» **The exercise**
Each record below should appear again exactly as written.

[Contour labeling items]
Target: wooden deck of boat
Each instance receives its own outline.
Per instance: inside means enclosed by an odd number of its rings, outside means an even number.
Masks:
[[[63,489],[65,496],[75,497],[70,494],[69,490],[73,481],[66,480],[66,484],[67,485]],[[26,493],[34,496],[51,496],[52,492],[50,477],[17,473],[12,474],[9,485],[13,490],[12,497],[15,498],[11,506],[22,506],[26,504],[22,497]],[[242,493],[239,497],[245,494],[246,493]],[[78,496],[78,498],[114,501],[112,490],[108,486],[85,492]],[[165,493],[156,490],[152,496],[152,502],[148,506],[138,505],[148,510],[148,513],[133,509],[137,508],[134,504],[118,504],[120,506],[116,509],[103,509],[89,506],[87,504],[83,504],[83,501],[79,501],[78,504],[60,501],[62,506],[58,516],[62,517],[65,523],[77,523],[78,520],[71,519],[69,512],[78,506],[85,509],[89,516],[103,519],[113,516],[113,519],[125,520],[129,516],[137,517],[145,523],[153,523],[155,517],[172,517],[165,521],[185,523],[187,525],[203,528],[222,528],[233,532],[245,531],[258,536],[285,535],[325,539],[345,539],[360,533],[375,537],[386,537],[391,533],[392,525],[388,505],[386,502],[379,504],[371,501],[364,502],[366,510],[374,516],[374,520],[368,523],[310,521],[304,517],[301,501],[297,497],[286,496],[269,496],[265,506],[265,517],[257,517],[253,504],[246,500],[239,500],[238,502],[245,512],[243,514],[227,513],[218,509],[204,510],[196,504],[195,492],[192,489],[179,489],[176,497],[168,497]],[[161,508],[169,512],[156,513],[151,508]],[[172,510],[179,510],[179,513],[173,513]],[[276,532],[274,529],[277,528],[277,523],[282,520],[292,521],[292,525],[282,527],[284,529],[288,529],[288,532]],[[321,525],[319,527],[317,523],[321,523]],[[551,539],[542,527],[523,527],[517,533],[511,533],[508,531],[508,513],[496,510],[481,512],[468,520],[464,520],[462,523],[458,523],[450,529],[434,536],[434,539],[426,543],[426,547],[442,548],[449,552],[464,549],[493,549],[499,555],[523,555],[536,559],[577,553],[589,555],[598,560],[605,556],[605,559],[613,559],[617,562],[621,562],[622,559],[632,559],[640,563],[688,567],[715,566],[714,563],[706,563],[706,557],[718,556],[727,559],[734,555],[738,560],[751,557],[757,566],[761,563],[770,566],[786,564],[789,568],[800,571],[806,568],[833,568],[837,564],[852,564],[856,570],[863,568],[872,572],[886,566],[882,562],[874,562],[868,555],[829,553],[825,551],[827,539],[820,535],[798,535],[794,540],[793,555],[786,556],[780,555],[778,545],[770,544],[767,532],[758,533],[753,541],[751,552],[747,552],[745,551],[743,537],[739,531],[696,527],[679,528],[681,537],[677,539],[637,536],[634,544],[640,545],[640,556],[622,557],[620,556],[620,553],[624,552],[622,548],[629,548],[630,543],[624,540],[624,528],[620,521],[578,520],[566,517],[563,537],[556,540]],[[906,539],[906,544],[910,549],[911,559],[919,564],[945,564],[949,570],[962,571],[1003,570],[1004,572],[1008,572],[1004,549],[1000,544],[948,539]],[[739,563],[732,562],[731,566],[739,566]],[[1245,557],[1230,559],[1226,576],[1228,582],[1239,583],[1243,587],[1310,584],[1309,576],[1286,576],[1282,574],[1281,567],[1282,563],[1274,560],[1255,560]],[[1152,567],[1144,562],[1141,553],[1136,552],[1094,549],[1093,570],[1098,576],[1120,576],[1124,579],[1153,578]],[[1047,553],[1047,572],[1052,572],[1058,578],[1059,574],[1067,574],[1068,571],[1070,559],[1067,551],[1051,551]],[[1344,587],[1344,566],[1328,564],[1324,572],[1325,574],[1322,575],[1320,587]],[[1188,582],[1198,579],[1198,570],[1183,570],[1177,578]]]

» **Task output**
Target: wooden deck of boat
Each instance receives its own outline.
Per instance: inside means enclosed by an odd number of its rings, outside means an even number.
Masks:
[[[63,489],[65,496],[75,497],[70,494],[69,490],[73,481],[66,480],[66,484],[67,485]],[[26,493],[34,496],[51,496],[52,492],[50,477],[17,473],[12,474],[9,485],[13,490],[12,497],[15,498],[11,506],[22,506],[26,504],[22,497]],[[242,493],[239,497],[245,494],[246,493]],[[78,496],[78,498],[114,501],[112,490],[108,486],[85,492]],[[165,493],[156,490],[152,496],[152,502],[148,506],[138,505],[148,510],[148,513],[133,509],[137,508],[134,504],[118,504],[120,506],[116,509],[103,509],[89,506],[87,504],[83,504],[83,501],[79,501],[78,504],[60,501],[62,506],[58,516],[62,517],[65,523],[77,523],[78,520],[71,519],[69,512],[78,506],[85,509],[89,516],[103,519],[113,516],[113,519],[125,520],[129,516],[137,517],[145,523],[153,523],[155,517],[172,517],[165,521],[185,523],[187,525],[203,528],[222,528],[233,532],[245,531],[258,536],[285,535],[325,539],[345,539],[360,533],[375,537],[386,537],[391,533],[392,525],[388,505],[386,502],[379,504],[371,501],[364,502],[366,510],[374,516],[374,520],[368,523],[310,521],[304,517],[301,501],[297,497],[286,496],[269,496],[265,506],[265,517],[257,517],[253,504],[246,500],[239,500],[238,502],[245,512],[243,514],[227,513],[218,509],[204,510],[196,504],[195,492],[192,489],[179,489],[176,497],[168,497]],[[161,508],[169,512],[156,513],[151,508]],[[172,510],[179,510],[179,513],[173,513]],[[276,532],[274,529],[277,528],[277,523],[282,520],[292,521],[292,525],[282,527],[284,529],[288,529],[288,532]],[[321,525],[319,527],[317,523],[321,523]],[[551,539],[542,527],[523,527],[517,533],[511,533],[508,531],[508,513],[496,510],[481,512],[468,520],[464,520],[462,523],[458,523],[450,529],[434,536],[434,539],[426,543],[426,547],[442,548],[449,552],[464,549],[493,549],[499,555],[523,555],[536,559],[577,553],[589,555],[598,560],[605,556],[605,559],[613,559],[617,562],[621,562],[622,559],[632,559],[640,563],[688,567],[715,566],[714,563],[706,563],[706,557],[718,556],[727,559],[734,555],[738,560],[751,557],[757,566],[761,563],[770,566],[786,564],[789,568],[800,571],[806,568],[833,568],[837,564],[852,564],[856,570],[863,568],[872,572],[886,566],[882,562],[874,562],[868,555],[829,553],[825,551],[827,539],[820,535],[798,535],[794,540],[793,555],[786,556],[780,555],[778,545],[770,544],[767,532],[758,533],[753,541],[751,552],[747,552],[745,551],[743,537],[739,531],[696,527],[679,528],[681,537],[677,539],[637,536],[634,544],[640,545],[640,556],[622,557],[620,556],[620,553],[624,552],[622,548],[629,548],[630,543],[624,540],[624,528],[620,521],[578,520],[566,517],[563,537],[556,540]],[[906,539],[906,544],[910,549],[911,559],[919,564],[945,564],[949,570],[962,571],[1003,570],[1004,572],[1008,572],[1004,549],[1000,544],[948,539]],[[739,563],[732,562],[731,566],[739,566]],[[1245,557],[1230,559],[1226,576],[1228,582],[1239,583],[1243,587],[1310,584],[1309,576],[1286,576],[1282,574],[1281,567],[1282,563],[1274,560],[1255,560]],[[1152,567],[1144,562],[1141,553],[1136,552],[1094,549],[1093,570],[1098,576],[1120,576],[1124,579],[1153,578]],[[1047,553],[1047,572],[1052,572],[1058,578],[1059,574],[1067,574],[1068,571],[1070,559],[1067,551],[1051,551]],[[1344,587],[1344,566],[1328,564],[1324,572],[1325,574],[1322,575],[1320,587]],[[1188,582],[1198,579],[1198,570],[1183,570],[1177,578]]]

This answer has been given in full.